▶ _WHAT THE TASK ASKS_: The string "below" appears in some lines of the entries that follow; copy each such line.

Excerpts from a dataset
╔══
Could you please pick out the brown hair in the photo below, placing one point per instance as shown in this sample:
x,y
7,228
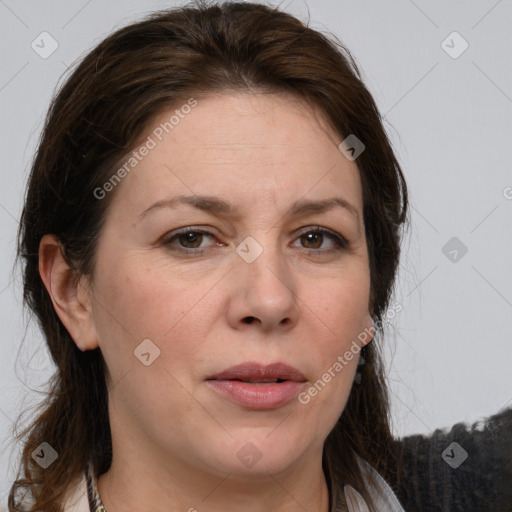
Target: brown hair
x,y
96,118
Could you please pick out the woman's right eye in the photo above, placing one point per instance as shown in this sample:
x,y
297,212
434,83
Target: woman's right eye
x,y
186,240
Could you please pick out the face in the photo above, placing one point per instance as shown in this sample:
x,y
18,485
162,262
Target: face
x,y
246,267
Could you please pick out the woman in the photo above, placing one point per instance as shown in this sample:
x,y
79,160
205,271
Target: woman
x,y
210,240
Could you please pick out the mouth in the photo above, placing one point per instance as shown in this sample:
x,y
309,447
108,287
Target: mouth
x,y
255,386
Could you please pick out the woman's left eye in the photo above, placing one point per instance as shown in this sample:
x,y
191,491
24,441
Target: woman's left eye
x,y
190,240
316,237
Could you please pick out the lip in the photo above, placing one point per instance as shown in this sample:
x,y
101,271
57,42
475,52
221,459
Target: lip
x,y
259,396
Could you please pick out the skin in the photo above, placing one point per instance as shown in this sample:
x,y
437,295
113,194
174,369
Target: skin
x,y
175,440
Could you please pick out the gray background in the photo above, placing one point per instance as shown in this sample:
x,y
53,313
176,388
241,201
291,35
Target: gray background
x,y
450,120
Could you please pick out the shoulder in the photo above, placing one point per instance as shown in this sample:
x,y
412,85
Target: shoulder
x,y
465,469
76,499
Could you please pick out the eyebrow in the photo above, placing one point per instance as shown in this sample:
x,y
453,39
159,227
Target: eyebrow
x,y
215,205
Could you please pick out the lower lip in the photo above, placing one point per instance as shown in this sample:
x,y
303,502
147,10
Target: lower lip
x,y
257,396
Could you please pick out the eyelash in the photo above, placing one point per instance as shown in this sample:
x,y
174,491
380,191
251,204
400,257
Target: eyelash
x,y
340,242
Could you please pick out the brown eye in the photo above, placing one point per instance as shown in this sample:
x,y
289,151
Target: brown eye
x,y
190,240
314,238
╚══
╔══
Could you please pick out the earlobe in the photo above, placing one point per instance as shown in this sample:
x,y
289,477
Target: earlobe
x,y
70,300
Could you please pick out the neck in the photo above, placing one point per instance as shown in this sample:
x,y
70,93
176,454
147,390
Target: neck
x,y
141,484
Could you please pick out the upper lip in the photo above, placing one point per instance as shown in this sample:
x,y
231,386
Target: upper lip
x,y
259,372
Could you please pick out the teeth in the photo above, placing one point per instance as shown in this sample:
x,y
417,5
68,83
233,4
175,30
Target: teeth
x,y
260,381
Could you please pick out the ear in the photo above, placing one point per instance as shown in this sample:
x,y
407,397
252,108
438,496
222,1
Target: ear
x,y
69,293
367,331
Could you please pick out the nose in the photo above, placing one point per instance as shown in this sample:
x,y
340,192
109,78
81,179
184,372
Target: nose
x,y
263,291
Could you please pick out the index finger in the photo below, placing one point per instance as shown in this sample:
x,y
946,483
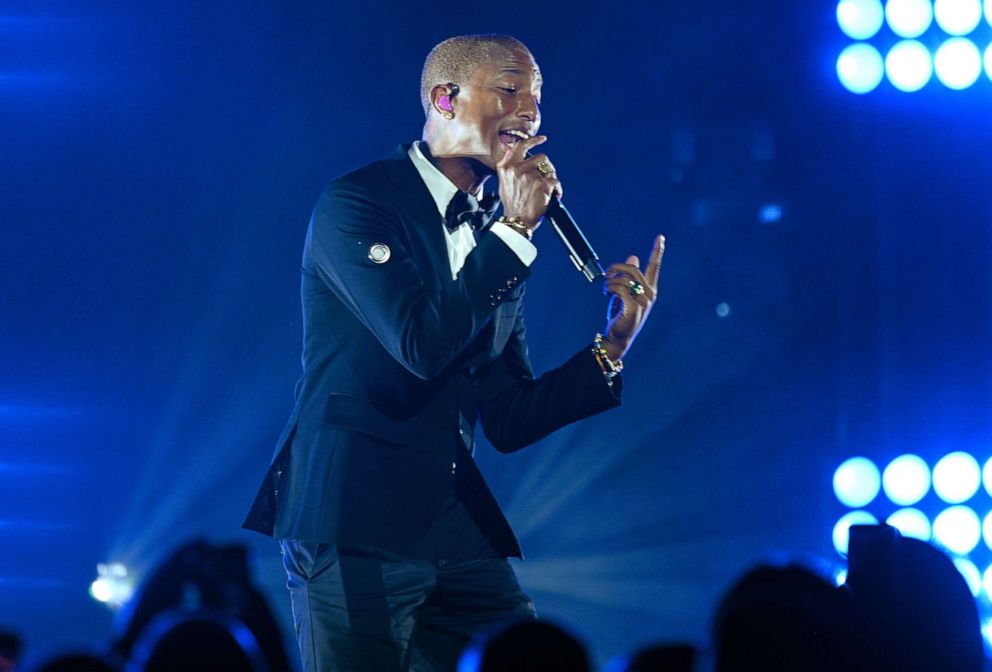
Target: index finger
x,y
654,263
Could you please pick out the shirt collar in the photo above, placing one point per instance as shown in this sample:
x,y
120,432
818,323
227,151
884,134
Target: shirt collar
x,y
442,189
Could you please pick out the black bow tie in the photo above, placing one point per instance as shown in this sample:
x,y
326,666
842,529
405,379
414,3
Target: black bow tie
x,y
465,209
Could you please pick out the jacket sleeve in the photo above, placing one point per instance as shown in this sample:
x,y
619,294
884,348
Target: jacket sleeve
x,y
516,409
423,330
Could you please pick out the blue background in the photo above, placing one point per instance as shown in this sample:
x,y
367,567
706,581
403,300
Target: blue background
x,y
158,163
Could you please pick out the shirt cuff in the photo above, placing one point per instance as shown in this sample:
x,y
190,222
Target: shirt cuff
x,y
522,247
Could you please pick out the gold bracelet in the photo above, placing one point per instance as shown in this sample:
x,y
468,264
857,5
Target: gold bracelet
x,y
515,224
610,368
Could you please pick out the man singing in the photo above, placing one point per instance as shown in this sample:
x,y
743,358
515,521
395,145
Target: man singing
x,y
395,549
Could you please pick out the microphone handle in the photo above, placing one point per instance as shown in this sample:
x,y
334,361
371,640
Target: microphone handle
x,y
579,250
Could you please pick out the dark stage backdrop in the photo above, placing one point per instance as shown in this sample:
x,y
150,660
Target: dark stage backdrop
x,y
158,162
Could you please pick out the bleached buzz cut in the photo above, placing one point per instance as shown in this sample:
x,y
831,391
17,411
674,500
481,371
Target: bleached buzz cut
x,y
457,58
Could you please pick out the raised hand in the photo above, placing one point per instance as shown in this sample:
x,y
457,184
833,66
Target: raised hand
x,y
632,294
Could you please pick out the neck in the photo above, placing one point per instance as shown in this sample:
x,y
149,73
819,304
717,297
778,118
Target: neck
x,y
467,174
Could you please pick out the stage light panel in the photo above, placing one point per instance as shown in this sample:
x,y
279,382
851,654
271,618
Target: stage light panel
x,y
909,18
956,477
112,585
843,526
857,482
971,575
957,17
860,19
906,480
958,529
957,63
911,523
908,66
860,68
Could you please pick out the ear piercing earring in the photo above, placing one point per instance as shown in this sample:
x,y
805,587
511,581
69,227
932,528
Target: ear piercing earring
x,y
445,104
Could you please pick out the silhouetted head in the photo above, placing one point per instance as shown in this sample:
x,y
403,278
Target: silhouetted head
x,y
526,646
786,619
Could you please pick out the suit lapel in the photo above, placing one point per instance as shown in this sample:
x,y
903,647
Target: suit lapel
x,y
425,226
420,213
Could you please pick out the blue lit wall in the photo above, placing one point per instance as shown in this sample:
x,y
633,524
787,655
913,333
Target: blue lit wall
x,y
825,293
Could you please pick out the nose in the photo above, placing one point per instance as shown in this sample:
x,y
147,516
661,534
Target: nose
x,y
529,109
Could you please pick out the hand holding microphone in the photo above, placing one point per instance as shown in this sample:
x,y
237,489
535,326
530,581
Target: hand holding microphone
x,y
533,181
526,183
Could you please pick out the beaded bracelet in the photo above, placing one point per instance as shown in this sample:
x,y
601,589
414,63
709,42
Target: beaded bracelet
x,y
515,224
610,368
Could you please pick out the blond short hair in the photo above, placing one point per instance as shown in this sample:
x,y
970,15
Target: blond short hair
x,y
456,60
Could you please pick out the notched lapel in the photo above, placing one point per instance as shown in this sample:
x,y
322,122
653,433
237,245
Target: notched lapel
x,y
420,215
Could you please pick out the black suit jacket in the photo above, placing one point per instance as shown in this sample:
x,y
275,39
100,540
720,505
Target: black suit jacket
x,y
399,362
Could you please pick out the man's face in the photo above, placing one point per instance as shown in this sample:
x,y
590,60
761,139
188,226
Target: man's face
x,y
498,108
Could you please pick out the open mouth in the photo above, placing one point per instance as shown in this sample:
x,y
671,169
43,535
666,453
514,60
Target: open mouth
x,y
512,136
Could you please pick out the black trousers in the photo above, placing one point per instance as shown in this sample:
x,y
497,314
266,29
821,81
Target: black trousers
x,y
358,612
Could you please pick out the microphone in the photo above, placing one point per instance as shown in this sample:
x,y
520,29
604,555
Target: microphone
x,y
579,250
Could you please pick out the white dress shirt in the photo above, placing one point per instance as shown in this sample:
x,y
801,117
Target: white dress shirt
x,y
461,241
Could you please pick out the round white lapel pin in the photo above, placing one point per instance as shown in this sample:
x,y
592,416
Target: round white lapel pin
╚══
╔══
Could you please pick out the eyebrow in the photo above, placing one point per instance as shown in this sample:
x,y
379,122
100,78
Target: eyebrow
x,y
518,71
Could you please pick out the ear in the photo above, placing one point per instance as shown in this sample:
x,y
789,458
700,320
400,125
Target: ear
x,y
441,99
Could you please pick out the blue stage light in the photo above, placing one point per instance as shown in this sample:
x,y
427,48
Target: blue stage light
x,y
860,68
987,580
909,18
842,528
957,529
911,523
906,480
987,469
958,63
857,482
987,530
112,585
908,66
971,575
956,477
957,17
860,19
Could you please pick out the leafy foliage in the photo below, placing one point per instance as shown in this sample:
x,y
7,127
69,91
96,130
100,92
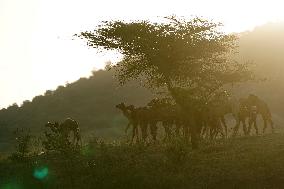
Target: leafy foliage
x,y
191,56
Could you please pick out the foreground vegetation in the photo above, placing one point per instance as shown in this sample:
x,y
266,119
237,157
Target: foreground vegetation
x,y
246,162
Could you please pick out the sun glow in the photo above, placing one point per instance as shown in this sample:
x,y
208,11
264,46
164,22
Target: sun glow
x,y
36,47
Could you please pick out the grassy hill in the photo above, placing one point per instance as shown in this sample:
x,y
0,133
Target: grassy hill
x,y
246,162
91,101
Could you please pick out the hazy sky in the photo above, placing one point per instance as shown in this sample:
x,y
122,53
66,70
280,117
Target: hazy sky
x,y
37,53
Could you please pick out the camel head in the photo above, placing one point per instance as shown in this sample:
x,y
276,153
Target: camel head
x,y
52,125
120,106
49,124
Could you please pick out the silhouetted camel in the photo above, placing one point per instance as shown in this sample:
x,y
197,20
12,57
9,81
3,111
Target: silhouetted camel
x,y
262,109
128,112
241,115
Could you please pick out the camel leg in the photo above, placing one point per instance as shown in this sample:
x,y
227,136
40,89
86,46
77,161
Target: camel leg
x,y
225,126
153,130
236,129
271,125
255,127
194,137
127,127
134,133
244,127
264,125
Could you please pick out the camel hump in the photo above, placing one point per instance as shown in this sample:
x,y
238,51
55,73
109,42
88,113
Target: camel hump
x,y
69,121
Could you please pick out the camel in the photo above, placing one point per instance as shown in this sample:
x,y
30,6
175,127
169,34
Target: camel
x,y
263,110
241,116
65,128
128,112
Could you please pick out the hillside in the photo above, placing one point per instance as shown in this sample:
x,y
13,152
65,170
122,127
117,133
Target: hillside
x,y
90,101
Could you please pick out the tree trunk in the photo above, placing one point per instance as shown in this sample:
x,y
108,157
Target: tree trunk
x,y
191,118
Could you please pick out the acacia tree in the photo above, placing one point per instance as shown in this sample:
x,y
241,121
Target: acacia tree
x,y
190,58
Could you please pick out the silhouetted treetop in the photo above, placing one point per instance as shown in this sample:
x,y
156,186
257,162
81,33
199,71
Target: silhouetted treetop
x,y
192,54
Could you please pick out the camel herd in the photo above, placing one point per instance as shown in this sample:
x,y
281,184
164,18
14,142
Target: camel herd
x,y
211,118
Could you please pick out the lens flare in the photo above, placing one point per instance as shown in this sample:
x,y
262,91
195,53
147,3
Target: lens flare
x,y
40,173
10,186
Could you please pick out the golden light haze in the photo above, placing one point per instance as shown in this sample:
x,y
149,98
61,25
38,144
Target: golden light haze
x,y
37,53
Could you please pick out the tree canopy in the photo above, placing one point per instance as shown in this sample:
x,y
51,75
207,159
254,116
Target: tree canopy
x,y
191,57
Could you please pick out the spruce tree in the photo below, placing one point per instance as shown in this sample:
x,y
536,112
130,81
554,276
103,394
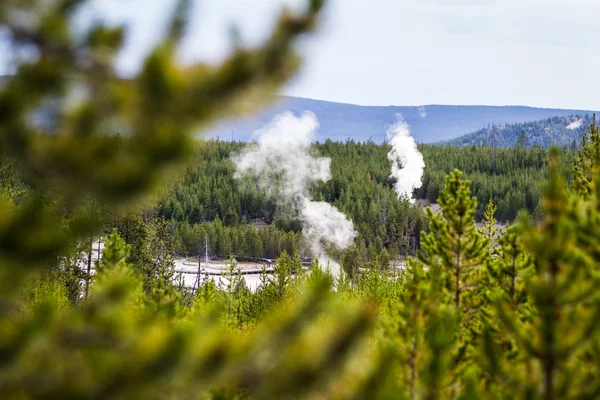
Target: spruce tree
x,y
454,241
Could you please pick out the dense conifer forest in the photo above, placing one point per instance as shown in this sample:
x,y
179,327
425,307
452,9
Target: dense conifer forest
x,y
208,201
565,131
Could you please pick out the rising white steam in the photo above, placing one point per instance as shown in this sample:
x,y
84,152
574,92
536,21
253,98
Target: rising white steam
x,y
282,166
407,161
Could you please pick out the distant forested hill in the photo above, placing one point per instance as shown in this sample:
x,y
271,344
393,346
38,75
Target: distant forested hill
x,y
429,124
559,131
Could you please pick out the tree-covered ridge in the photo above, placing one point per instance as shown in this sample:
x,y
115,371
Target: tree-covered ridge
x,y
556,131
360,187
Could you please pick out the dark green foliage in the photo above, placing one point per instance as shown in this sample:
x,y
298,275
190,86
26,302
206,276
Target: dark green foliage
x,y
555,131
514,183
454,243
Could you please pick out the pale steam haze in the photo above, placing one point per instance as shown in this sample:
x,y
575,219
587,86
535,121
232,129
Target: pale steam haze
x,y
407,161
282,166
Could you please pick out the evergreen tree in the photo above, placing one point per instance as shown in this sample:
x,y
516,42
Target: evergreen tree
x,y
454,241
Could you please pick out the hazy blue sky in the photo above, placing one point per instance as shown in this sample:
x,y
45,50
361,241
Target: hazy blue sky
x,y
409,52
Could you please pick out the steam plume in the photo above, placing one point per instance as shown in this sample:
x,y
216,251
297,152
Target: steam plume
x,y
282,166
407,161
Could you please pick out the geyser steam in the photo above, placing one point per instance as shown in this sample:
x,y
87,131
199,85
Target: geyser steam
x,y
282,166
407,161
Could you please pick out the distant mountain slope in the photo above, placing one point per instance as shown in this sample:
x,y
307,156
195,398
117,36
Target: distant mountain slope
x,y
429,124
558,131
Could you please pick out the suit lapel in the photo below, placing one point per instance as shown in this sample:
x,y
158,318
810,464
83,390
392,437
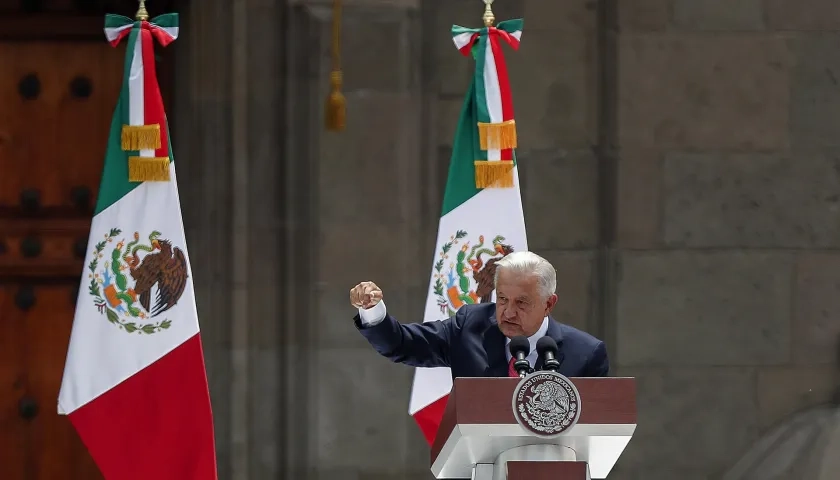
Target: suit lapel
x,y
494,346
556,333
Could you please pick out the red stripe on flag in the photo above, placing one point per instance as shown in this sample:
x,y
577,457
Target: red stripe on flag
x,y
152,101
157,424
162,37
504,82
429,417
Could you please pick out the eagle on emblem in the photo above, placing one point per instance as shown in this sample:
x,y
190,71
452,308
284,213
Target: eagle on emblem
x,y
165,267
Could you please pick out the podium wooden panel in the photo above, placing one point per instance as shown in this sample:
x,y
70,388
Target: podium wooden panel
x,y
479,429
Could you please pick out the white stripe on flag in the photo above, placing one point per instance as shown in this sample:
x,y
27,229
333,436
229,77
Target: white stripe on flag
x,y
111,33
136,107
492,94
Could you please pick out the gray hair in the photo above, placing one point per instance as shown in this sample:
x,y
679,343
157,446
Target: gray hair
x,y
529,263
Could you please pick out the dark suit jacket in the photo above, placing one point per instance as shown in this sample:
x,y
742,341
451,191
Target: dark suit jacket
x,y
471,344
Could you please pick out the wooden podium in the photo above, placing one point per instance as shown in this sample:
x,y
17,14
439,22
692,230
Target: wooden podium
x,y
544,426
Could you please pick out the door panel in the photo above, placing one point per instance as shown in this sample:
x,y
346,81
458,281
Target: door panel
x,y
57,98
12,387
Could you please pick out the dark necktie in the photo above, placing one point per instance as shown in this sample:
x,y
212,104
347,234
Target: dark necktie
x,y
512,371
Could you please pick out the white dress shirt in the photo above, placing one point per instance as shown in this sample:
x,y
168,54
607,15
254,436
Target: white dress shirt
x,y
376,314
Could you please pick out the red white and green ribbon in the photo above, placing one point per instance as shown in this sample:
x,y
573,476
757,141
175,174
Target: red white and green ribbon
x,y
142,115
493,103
╚══
▶ _SOLUTION_:
Could you please pick out the brown hair in the photo below, placing one point per instance as shown in this sample:
Could you please pick out the index finger in the photo below, placing one point per instance as shown in this sample:
Could you please pick out the leafy foliage in the photo below, placing one point per instance as shown in this sample:
Could you please pick out the spruce tree in the photo below, placing one point per instance as shown in this sample:
Could you please pick out the suit lapel in the photo below, placing one point per instance as shown in this sample:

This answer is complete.